TASK PROMPT -
Restate the entries word for word, omitting nothing.

————

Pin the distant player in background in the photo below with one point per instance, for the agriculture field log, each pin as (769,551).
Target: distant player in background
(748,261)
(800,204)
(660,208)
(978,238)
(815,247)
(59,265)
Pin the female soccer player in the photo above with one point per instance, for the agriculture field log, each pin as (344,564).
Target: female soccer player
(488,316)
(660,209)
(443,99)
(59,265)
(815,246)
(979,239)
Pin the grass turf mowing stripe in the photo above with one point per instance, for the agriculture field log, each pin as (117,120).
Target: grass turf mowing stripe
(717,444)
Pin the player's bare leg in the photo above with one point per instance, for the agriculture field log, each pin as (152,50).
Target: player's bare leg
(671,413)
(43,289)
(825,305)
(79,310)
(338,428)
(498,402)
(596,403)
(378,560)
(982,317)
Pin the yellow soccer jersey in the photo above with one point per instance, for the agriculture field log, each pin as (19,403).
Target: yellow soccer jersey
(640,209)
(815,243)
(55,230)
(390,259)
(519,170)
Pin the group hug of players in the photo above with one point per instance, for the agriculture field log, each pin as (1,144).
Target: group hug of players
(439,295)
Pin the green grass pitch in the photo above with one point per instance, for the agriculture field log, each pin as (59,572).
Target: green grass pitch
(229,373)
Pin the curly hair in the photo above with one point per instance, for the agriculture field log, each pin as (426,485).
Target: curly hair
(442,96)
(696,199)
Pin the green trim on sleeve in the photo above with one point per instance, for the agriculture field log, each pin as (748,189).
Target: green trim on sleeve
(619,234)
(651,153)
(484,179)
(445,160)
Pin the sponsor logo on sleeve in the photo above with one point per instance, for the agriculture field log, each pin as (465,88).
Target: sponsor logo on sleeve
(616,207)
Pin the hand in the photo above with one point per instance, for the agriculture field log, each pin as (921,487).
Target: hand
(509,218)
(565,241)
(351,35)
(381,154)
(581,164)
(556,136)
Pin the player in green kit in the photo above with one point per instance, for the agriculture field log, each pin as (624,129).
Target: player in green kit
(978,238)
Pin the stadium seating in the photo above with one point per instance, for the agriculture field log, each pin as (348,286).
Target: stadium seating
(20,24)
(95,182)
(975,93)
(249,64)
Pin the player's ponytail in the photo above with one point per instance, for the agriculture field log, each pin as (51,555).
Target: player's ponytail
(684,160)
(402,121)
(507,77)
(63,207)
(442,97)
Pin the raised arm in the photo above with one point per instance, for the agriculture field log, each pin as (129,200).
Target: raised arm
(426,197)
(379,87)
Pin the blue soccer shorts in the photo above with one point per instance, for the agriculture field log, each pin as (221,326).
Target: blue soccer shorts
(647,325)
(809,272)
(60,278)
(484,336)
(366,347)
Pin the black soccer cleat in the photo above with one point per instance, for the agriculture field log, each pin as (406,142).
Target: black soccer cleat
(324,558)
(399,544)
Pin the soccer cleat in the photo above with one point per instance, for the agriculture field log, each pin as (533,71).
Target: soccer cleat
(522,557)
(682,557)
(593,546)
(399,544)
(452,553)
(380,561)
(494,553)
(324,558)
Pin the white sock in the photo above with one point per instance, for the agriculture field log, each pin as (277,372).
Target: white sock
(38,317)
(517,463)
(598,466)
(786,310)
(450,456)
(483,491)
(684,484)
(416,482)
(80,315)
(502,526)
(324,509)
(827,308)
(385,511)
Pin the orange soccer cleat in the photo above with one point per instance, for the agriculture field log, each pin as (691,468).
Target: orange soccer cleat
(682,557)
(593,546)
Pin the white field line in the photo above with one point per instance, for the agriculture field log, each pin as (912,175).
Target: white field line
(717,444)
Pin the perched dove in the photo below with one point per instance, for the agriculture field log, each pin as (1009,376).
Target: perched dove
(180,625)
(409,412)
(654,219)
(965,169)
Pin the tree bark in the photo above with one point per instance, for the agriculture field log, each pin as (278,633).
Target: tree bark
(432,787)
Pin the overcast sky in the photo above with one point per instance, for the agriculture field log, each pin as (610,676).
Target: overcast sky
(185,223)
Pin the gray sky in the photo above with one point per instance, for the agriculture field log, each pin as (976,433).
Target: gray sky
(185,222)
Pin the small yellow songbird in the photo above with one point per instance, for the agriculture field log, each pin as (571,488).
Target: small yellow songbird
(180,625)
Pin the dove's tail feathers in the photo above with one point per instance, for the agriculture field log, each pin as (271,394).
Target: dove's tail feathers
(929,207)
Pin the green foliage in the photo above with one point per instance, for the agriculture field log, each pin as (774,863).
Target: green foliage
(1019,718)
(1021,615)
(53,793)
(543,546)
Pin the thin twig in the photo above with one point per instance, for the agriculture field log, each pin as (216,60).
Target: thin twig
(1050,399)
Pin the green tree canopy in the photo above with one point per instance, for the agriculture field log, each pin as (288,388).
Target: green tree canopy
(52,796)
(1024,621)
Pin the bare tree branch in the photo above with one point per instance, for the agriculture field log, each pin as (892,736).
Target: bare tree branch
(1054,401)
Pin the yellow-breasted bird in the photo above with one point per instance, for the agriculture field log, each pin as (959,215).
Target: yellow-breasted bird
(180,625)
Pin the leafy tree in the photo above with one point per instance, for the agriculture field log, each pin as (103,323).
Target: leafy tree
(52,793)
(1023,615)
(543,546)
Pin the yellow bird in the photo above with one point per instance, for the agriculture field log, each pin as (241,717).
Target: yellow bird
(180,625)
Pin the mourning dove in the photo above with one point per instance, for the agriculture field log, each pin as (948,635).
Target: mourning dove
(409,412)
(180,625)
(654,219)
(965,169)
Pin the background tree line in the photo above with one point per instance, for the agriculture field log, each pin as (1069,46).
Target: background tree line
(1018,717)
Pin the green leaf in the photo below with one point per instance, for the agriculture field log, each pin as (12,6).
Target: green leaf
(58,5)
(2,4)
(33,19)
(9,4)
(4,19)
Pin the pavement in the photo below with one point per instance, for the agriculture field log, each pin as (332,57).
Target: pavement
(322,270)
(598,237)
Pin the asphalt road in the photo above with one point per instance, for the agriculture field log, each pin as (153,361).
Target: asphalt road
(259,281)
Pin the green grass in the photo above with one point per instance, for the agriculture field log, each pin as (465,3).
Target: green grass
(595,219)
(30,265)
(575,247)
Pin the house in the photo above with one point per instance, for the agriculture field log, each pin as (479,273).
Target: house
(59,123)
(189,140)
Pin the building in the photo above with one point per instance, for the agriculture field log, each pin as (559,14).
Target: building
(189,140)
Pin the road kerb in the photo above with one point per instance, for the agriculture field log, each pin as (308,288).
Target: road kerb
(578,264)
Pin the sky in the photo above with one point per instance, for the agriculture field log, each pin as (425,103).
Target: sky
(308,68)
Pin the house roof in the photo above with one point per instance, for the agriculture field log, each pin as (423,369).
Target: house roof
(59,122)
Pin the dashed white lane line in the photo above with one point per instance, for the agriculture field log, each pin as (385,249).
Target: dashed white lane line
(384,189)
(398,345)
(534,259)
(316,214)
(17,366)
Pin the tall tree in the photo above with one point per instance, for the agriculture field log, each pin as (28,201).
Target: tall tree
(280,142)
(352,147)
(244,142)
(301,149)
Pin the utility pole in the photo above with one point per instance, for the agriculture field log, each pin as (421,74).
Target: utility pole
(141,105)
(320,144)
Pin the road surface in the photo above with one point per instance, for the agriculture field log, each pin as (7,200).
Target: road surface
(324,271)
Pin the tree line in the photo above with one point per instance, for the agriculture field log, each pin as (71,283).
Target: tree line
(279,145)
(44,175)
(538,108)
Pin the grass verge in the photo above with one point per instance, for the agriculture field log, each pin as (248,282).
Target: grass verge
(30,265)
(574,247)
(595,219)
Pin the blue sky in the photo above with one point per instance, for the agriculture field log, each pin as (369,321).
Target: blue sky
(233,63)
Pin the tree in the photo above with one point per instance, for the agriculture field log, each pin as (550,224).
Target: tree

————

EXERCISE ANSWER -
Pin the distant player in background in the photo below with one point per instance, for the agriculture field log, each pin as (769,551).
Target: distant player in background
(748,261)
(800,204)
(660,208)
(978,238)
(815,247)
(59,265)
Pin the female soccer player in the photo above with one point per instance, for the agriculture field log, each pin as (344,564).
Target: female soccer player
(488,316)
(660,209)
(443,99)
(59,265)
(815,246)
(979,239)
Pin the grass turf mowing stripe in the photo above with one point per instance, for the agriculture field log, each pin as (117,120).
Target: grass turf mowing stripe
(717,444)
Pin the player's bare leg in the photo above with one point per instance, for the agriculture field log, each pin as (152,50).
Target: player's bare leg
(671,413)
(43,289)
(825,305)
(79,310)
(338,428)
(498,402)
(596,403)
(378,560)
(982,317)
Pin the yellow soccer jersey in the photo above with one point per instance, for the agriculture field log, each pin as (19,403).
Target: yellow soccer jersey
(640,209)
(815,243)
(55,230)
(390,259)
(519,170)
Pin the group hug of players in the photo above with one point per instance, for the agriculture field log, each pin as (1,144).
Target: group hug of players
(439,295)
Pin the green grass pitch in the photo above with one point per instance, for the agriculture field log, each pin as (59,572).
Target: green grass pitch
(229,373)
Pin the curly hair in the photo above with one point per instance, for the agriculture field log, each pin as (426,485).
Target: curly hair
(442,96)
(696,199)
Pin the green trim on sleeve in the photo above with one point per instance, for the agriculture field log, each pin as (748,189).
Target: green trim on sleeve
(619,234)
(651,153)
(484,179)
(445,160)
Pin the sponsor logo on sleeve in the photo above with one point per instance, for the agriculture field log, each pin as (465,88).
Target: sponsor logo on sleeve
(616,207)
Pin the hand in the photo above with one point per instance, for the agriculture field log, each pin as (921,487).
Target: hand
(509,218)
(565,241)
(351,35)
(381,154)
(581,164)
(556,136)
Pin the player in green kit in the photo above with one point per instance, for the agriculture field log, each pin as (624,129).
Target: player in green kit
(978,238)
Pin the stadium seating in the photo above with one point per instance, for the agriculture field log, each pin as (348,286).
Target: stadium seating
(20,24)
(95,182)
(975,93)
(249,64)
Pin the player's ponytail in the photo above with one point per instance, for the agriculture field log, each pin as (51,555).
Target: player's ponytail
(684,160)
(402,121)
(507,77)
(63,207)
(442,97)
Pin the raised arm in the photo above with one point per instance, for the agriculture field log, each pin as (129,200).
Target: raised arm
(426,197)
(379,87)
Pin the blue soccer shorts in the photo above with one point per instance, for the agriculture field log, each pin as (221,326).
Target: blue soccer shorts
(647,325)
(809,272)
(60,278)
(484,336)
(366,347)
Pin the black soccer cleat in the photo above with one point per instance, for the agriculture field log, each pin as (406,142).
Target: black soccer cleat
(324,558)
(399,544)
Pin the soccer cleat in the photo above with one point per instance, for the agriculture field log, each pin as (533,71).
Target: soccer cleat
(522,557)
(682,557)
(593,546)
(399,544)
(452,553)
(380,561)
(494,553)
(324,558)
Pin the white sock in the photo above with one point per instance, for the agriculture field log, each pin as (277,372).
Target: white sock
(38,317)
(517,463)
(598,466)
(786,310)
(450,456)
(483,491)
(684,484)
(416,482)
(80,315)
(502,526)
(324,509)
(827,308)
(385,511)
Pin the orange soccer cleat in the photo above with one point per instance, for the agriculture field log, each pin as (691,468).
Target: orange soccer cleat
(682,557)
(593,546)
Pin the white field line in the photo above with one point per instance, for the agriculture field log, each pin as (912,175).
Target: white field line
(717,444)
Pin the perched dove in the photo below with one point per instance, for the agriculture field log, each pin as (1009,376).
Target: perched dove
(180,625)
(409,412)
(654,219)
(965,169)
Pin the tree bark in the photo above with one point per instance, for the agriculture field log, each pin as (278,633).
Target: tree bark
(432,787)
Pin the overcast sky in the photo above with one point per instance, for the agriculture field log, each pin as (610,676).
Target: overcast sky
(185,223)
Pin the gray sky in the photo above with one point per instance, for the agriculture field log, each pin as (976,433).
Target: gray sky
(185,222)
Pin the small yellow songbird in the photo above with one point per instance, for the agriculture field log, each pin as (571,488).
Target: small yellow songbird
(180,625)
Pin the dove's tail feathers in the photo above with one point per instance, for the agriculture field log, each pin as (271,394).
Target: dove's tail feathers
(929,207)
Pin the green foliage in the photo above with one point per instance, for the agriculture field log, each pin as (774,863).
Target: green foliage
(1019,718)
(1021,615)
(53,793)
(543,546)
Pin the thin twig in the photo above with one point per instance, for the agriculture field log, each pin as (216,60).
Target: thin twig
(1050,399)
Pin the green tree canopy in the photo above with one point per instance, for the agriculture field log, each pin as (288,388).
Target: green tree canopy
(52,796)
(1024,621)
Pin the bare tree branch in the photo above with one point per instance, for the agriculture field log, each pin as (892,736).
Target: bare tree branch
(1054,401)
Pin the yellow-breasted bird in the photo above with one point per instance, for the agriculture field log, each pin as (959,215).
Target: yellow-breasted bird
(180,625)
Pin the leafy tree in the photo above with one point per instance, for the agriculture field log, each pin as (103,323).
Target: leafy tree
(52,793)
(1023,615)
(543,546)
Pin the yellow bird in the photo above with one point per instance, for the agriculture field log, each pin as (241,717).
Target: yellow bird
(180,625)
Pin the mourning dove in the photo above with one point per instance, for the agriculture field log, each pin as (948,635).
Target: mourning dove
(409,412)
(180,625)
(654,219)
(965,169)
Pin the background tree line in the photo above with one point per instance, for the agriculture field log, each pin as (1069,46).
Target: background tree line
(1018,717)
Pin the green leaf in the photo below with one point per instance, for the agriculture field log, each pin as (12,6).
Target: green leaf
(58,5)
(2,4)
(33,19)
(9,4)
(4,19)
Pin the pavement in the photo below with one point per instance, for the agriculture field log, each pin as (332,57).
Target: pavement
(322,270)
(598,237)
Pin the asphalt road in the photo above with one point per instance, for the agriculture field log, each pin as (153,361).
Target: asphalt road
(259,281)
Pin the green grass in the photo above with one point per instance, for the agriculture field log, each pin as (465,3).
Target: green grass
(595,219)
(30,265)
(575,247)
Pin the house in the photo above with one point per instance, for the agriculture field log, each pin as (479,273).
Target: house
(59,123)
(189,140)
Pin the building in the photo above with one point per instance, for the agriculture field log, each pin as (559,14).
Target: building
(189,140)
Pin the road kerb in the photo above with one point per instance, for the agriculture field log, each pin as (308,288).
Target: road kerb
(578,264)
Pin the sky in the photo above with one point per instance, for the agriculture field log, each pin as (425,103).
Target: sky
(308,68)
Pin the house roof in the photo above with one point per instance, for the agriculture field log, each pin as (423,369).
Target: house roof
(59,122)
Pin the dashed white lane line in the photo above with one point per instance, for the agriculture field log, each pin as (385,249).
Target: dashed white lane line
(384,189)
(398,345)
(534,259)
(316,214)
(17,366)
Pin the tall tree in the photo above with one point per instance, for the agriculture field log, each pin as (28,201).
Target: tall tree
(280,142)
(352,147)
(244,142)
(301,149)
Pin the utility pole in the photo above with one point per instance, for the agriculture field log, each pin as (421,74).
Target: utility pole
(141,105)
(320,144)
Pin the road surface in the photo above with one point per instance, for the agriculture field log, each pin as (7,200).
Target: road surface
(324,271)
Pin the tree line in the photo above with one point per instance, for the agriculture field log, each pin as (71,283).
Target: tree line
(279,145)
(44,175)
(538,108)
Pin the grass verge in the photo above with one point per instance, for the agriculture field log, each pin as (248,282).
Target: grass verge
(30,265)
(574,247)
(595,219)
Pin the blue sky in the photo above with one point per instance, for the agriculture field log, each pin as (369,321).
Target: blue sky
(233,63)
Pin the tree in the photo above with one point per instance, for the agriculture field log, each pin as (550,224).
Target: tree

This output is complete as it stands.